Reproduce the patch text verbatim from "Signed-off-by: Arthur Chan" up to and including "insertions(+), 1 deletion(-)".
:: Text block ::
From f119d972e8b4cc2889a0c65ee438ec8dda9cb72c Mon Sep 17 00:00:00 2001
From: Arthur Chan <arthur.chan@adalogics.com>
Date: Fri, 9 May 2025 18:53:35 +0000
Subject: [PATCH] xref_context: Add test xref in project context

Signed-off-by: Arthur Chan <arthur.chan@adalogics.com>
---
 data_prep/introspector.py                     | 30 ++++++++++++++++++-
 .../project_context/context_introspector.py   | 15 ++++++++++
 llm_toolkit/prompt_builder.py                 |  1 +
 prompts/template_xml/context.txt              |  5 ++++
 4 files changed, 50 insertions(+), 1 deletion(-)

diff --git a/data_prep/introspector.py b/data_prep/introspector.py
index 331c71f37e..a85165cc8b 100755
--- a/data_prep/introspector.py
+++ b/data_prep/introspector.py
@@ -60,6 +60,7 @@
 INTROSPECTOR_ORACLE_ALL_PUBLIC_CANDIDATES = ''
 INTROSPECTOR_ORACLE_OPTIMAL = ''
 INTROSPECTOR_ORACLE_ALL_TESTS = ''
+INTROSPECTOR_ORACLE_ALL_TESTS_XREF = ''
 INTROSPECTOR_FUNCTION_SOURCE = ''
 INTROSPECTOR_PROJECT_SOURCE = ''
 INTROSPECTOR_XREF = ''
@@ -108,7 +109,8 @@ def set_introspector_endpoints(endpoint):
       INTROSPECTOR_FUNCTION_WITH_MATCHING_RETURN_TYPE, \
       INTROSPECTOR_ORACLE_ALL_TESTS, INTROSPECTOR_JVM_PROPERTIES, \
       INTROSPECTOR_TEST_SOURCE, INTROSPECTOR_HARNESS_SOURCE_AND_EXEC, \
-      INTROSPECTOR_JVM_PUBLIC_CLASSES, INTROSPECTOR_LANGUAGE_STATS
+      INTROSPECTOR_JVM_PUBLIC_CLASSES, INTROSPECTOR_LANGUAGE_STATS, \
+      INTROSPECTOR_ORACLE_ALL_TESTS_XREF
 
   INTROSPECTOR_ENDPOINT = endpoint
 
@@ -141,6 +143,8 @@ def set_introspector_endpoints(endpoint):
   INTROSPECTOR_FUNCTION_WITH_MATCHING_RETURN_TYPE = (
       f'{INTROSPECTOR_ENDPOINT}/function-with-matching-return-type')
:::
:: Extracted records ::
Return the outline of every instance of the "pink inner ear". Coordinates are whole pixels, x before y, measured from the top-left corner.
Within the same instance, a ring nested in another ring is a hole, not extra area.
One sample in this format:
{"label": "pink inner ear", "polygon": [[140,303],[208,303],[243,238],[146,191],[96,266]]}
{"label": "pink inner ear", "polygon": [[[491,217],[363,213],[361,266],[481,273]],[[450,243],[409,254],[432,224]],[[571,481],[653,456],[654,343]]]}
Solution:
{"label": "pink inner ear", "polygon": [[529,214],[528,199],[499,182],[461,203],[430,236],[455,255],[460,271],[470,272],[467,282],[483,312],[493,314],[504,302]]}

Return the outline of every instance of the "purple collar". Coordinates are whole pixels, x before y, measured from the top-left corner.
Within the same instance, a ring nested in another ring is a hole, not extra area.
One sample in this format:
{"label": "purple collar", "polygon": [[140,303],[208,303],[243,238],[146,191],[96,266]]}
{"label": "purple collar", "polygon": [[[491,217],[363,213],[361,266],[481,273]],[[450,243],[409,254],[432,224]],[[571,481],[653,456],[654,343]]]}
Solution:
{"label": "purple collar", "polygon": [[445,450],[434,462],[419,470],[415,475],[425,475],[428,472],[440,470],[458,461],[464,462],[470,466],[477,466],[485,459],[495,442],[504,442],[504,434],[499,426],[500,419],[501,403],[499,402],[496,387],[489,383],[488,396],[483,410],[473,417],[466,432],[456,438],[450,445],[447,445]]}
:::
:: Extracted records ::
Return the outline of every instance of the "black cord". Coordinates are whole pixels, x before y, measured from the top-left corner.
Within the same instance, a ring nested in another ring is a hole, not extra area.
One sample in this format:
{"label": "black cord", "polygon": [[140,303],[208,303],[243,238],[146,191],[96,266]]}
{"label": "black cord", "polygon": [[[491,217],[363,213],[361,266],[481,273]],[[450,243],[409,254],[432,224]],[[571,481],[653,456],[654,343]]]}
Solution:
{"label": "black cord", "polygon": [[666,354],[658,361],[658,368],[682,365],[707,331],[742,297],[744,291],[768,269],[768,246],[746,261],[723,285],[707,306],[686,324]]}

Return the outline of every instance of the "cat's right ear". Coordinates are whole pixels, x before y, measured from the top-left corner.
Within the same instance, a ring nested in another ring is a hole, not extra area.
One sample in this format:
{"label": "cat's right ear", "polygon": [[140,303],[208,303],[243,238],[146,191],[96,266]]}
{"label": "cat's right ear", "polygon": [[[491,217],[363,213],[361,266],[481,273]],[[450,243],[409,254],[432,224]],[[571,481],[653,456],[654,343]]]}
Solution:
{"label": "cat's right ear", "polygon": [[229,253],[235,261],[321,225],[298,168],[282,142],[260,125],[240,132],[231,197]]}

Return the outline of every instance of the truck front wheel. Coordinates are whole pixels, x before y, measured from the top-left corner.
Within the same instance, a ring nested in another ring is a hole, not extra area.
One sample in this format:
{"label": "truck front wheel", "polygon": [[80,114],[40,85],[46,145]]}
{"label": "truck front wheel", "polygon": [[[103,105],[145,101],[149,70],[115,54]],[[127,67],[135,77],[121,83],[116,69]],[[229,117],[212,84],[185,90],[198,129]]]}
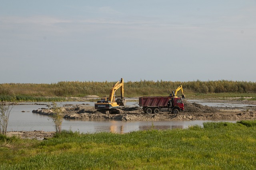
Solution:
:::
**Answer for this exercise**:
Signed-off-by: Arthur Chan <arthur.chan@adalogics.com>
---
 data_prep/introspector.py                     | 30 ++++++++++++++++++-
 .../project_context/context_introspector.py   | 15 ++++++++++
 llm_toolkit/prompt_builder.py                 |  1 +
 prompts/template_xml/context.txt              |  5 ++++
 4 files changed, 50 insertions(+), 1 deletion(-)